* **Given text**:
Experts say the White House may have already shot itself in the foot on this one.

President Trump told The Washington Post’s Robert Costa on Tuesday that the White House plans to try to block McGahn’s testimony, and aides confirmed they may invoke executive privilege. (Trump added Wednesday: “We’re fighting all the subpoenas.”) Philip Bump has a good explainer on how this process might play out — and how the White House’s true goal may be to delay McGahn’s testimony rather than to win in court and block it.

But the battle over McGahn and executive privilege could be different from others that are likely to follow, and that’s for one significant reason: The White House may have already given up its leverage.

The White House has already effectively waived its right to executive privilege twice when it comes to McGahn. The first time came when it authorized him to speak extensively to special counsel Robert S. Mueller III — a decision that resulted in 30 hours of interviews and one that Trump has reportedly come to rue. And then it declined to assert executive privilege over redactions in the Mueller report ahead of the report’s release last week.

It didn’t have to, as Attorney General William P. Barr noted at the time.

* **Goal A**:
Lay out as a numbered list the part of the rows that opens with the line containing "rear door window" and runs through the end of the rows, leaving out blank lines.
The article above and the rows that come after it are separate material.

* **Given records**:
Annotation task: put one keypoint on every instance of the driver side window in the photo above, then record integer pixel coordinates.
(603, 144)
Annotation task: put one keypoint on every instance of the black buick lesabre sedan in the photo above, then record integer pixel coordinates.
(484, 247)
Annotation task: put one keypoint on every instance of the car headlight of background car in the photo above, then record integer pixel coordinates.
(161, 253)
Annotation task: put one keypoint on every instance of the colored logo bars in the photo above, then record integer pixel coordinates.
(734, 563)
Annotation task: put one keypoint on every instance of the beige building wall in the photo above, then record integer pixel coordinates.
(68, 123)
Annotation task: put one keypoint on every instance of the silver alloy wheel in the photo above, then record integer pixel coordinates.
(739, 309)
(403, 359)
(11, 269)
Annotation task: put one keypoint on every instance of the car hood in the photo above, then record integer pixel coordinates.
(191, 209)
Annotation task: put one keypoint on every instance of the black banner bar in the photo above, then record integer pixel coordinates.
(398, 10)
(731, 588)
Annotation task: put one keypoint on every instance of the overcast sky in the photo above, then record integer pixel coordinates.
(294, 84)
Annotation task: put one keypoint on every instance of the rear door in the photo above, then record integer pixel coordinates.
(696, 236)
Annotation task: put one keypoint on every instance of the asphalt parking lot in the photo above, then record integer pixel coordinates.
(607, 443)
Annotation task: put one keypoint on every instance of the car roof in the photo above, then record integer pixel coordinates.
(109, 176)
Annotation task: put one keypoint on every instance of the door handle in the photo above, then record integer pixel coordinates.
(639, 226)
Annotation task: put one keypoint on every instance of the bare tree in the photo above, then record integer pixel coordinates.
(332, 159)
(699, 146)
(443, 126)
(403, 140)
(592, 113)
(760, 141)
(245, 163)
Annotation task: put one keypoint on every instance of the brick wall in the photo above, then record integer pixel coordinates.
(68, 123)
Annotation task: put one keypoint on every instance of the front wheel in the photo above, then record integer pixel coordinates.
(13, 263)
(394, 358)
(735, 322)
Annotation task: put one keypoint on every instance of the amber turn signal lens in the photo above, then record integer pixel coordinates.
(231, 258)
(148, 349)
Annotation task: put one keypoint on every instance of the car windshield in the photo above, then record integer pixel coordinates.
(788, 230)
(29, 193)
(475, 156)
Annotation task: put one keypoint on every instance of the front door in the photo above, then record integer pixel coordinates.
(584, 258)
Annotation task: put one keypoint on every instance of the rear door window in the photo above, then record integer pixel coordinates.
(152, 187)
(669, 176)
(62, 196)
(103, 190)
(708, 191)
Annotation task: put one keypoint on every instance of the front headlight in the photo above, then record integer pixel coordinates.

* **Goal B**:
Answer these questions from the article:
(i) To which Washington Post reporter did Trump speak on Tuesday?
(ii) How many hours of interviews resulted from letting McGahn speak to Mueller?
(iii) Who noted that the White House didn't have to assert privilege over the redactions?

* **Answer A**:
1. Annotation task: put one keypoint on every instance of the rear door window in the photo above, then record integer pixel coordinates.
2. (152, 187)
3. (669, 176)
4. (62, 196)
5. (103, 190)
6. (708, 191)
7. Annotation task: put one keypoint on every instance of the front headlight in the photo above, then record integer pixel coordinates.

* **Answer B**:
(i) Robert Costa
(ii) 30 hours
(iii) Attorney General William P. Barr